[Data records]
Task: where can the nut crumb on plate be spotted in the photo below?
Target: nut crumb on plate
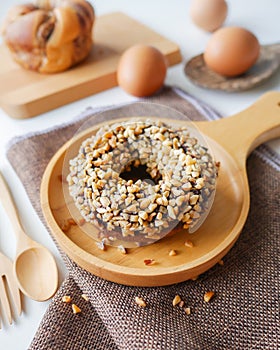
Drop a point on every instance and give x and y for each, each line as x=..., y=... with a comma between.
x=149, y=262
x=122, y=249
x=189, y=243
x=66, y=299
x=76, y=309
x=85, y=297
x=208, y=296
x=182, y=303
x=176, y=300
x=139, y=301
x=172, y=252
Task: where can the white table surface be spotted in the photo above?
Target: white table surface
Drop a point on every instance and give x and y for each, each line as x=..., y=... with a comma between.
x=171, y=19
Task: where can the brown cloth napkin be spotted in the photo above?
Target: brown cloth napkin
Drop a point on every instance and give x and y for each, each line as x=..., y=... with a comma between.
x=244, y=313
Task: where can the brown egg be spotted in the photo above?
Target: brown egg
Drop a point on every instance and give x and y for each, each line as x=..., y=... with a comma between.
x=208, y=14
x=141, y=70
x=231, y=51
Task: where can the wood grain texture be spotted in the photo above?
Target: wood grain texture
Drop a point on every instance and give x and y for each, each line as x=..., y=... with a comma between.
x=230, y=140
x=26, y=94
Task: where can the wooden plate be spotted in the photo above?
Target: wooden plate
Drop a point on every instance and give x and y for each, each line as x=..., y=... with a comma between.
x=26, y=94
x=210, y=245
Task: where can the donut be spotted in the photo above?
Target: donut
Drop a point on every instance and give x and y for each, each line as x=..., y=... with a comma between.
x=179, y=178
x=49, y=36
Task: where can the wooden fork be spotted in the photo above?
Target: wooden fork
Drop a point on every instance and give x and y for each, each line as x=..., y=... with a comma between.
x=9, y=291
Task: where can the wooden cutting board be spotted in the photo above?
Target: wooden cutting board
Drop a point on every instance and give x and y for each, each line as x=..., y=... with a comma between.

## What this task involves:
Please output the line that contains "Task: where can the wooden fork" and every line after it in the entries above, exactly, and nothing more.

## Response for this exercise:
Task: where can the wooden fork be spotted in the photo above?
Target: wooden fork
Drop a point on every instance and give x and y for each, each line as x=..., y=... with a comma between.
x=9, y=291
Task: where can the wooden cutting board be spotted in the photo above?
Target: wooden cutting board
Drop a point on every instance and give x and y for each, each line as x=..., y=... with a comma between.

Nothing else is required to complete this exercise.